In [1]:
with open('input.txt', 'r', encoding='utf-8') as f:
    text = f.read()

In [2]:
print('Size of dataset: ', len(text))

Size of dataset:  1115394


In [3]:
# print first 1000 charactrs
print(text[:1000])

First Citizen:
Before we proceed any further, hear me speak.

All:
Speak, speak.

First Citizen:
You are all resolved rather to die than to famish?

All:
Resolved. resolved.

First Citizen:
First, you know Caius Marcius is chief enemy to the people.

All:
We know't, we know't.

First Citizen:
Let us kill him, and we'll have corn at our own price.
Is't a verdict?

All:
No more talking on't; let it be done: away, away!

Second Citizen:
One word, good citizens.

First Citizen:
We are accounted poor citizens, the patricians good.
What authority surfeits on would relieve us: if they
would yield us but the superfluity, while it were
wholesome, we might guess they relieved us humanely;
but they think we are too dear: the leanness that
afflicts us, the object of our misery, is as an
inventory to particularise their abundance; our
sufferance is a gain to them Let us revenge this with
our pikes, ere we become rakes: for the gods know I
speak this in hunger for bread, not in thirst for revenge.



In [4]:
# get the unique characters from the text file set(text)
# convert to a list list(set(txt))
# sort
chars = sorted(list(set(text)))

In [6]:
vocab_size = len(chars)
print(''.join(chars))
print(vocab_size)


 !$&',-.3:;?ABCDEFGHIJKLMNOPQRSTUVWXYZabcdefghijklmnopqrstuvwxyz
65


In [8]:
# tokenize
# enumerate` returns an iterator that produces tuples containing a 
# count (from start which defaults to 0) and the values obtained from iterating over the sequence (`chars`).

—————

• [What is asked]
[1] In the notebook, why is set(text) applied when building chars?
[2] Give again the notebook's text, starting at the words "Is't a verdict?" and ending after "the patricians good.".

• [Image location labeling entries]
—————

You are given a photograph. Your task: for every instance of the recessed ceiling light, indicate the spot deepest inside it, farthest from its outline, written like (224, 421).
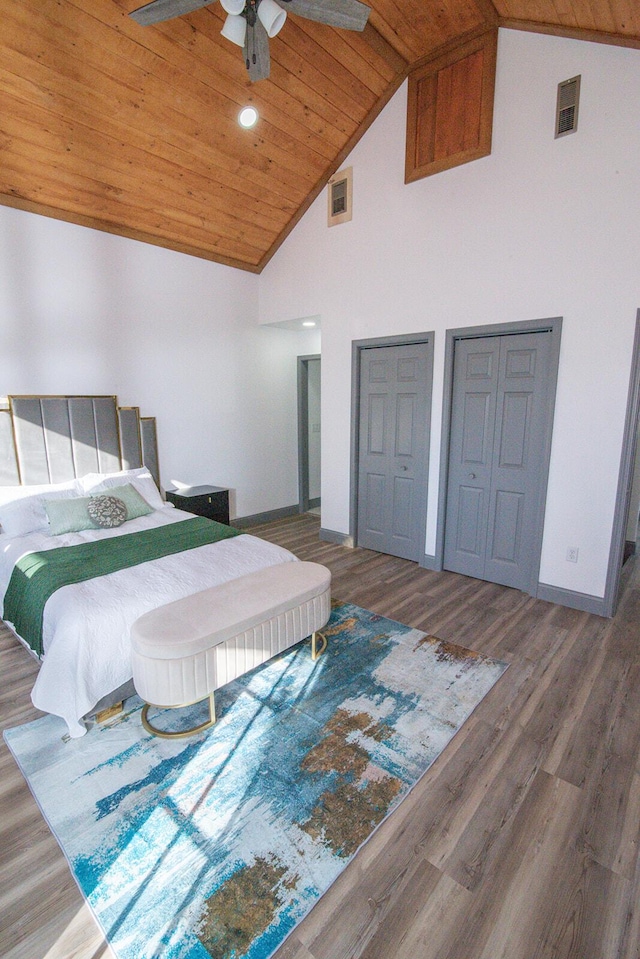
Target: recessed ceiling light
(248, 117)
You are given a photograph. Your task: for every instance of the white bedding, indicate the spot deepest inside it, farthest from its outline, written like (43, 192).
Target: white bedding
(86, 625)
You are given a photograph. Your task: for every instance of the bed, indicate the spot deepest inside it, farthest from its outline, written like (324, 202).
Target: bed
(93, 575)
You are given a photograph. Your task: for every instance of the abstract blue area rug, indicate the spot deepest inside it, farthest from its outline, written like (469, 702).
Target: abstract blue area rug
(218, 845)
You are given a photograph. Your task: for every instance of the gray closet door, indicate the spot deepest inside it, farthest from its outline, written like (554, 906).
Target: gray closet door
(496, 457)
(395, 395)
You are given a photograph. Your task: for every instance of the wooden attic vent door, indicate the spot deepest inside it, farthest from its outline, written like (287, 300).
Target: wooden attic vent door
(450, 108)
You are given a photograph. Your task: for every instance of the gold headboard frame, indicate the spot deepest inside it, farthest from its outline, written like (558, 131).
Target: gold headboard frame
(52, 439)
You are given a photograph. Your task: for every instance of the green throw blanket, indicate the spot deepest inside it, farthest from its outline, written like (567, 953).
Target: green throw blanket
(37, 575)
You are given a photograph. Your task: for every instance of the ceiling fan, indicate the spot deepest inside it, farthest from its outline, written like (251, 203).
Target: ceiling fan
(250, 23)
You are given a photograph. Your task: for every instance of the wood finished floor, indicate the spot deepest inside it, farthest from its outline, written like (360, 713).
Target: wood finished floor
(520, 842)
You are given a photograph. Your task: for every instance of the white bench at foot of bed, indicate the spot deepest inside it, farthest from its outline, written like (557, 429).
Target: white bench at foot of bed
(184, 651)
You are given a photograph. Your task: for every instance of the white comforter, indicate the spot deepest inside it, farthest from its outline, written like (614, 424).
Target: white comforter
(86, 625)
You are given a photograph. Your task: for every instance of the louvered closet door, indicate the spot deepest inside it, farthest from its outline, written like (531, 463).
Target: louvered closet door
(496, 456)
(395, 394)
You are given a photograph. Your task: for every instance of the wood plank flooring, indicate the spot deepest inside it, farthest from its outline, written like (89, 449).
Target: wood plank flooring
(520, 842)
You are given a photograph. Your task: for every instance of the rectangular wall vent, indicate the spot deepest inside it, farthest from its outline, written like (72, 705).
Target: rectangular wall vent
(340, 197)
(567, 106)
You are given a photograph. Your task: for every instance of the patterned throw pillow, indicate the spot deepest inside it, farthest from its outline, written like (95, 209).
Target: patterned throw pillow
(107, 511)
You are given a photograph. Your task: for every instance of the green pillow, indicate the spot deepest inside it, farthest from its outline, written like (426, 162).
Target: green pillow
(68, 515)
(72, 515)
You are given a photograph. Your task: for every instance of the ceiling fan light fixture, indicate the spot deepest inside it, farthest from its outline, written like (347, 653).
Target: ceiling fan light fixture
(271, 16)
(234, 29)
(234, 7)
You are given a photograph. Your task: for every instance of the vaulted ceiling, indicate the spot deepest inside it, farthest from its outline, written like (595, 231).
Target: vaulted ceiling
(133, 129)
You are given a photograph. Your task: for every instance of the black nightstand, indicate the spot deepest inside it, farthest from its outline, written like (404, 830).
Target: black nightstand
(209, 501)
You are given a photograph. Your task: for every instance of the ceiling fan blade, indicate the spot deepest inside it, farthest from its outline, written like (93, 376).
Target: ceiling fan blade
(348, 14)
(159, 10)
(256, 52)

—————

• [Outputs by task]
[1] It gets the unique characters from the text file. The result is then converted to a list and sorted.

[2]
Is't a verdict?

All:
No more talking on't; let it be done: away, away!

Second Citizen:
One word, good citizens.

First Citizen:
We are accounted poor citizens, the patricians good.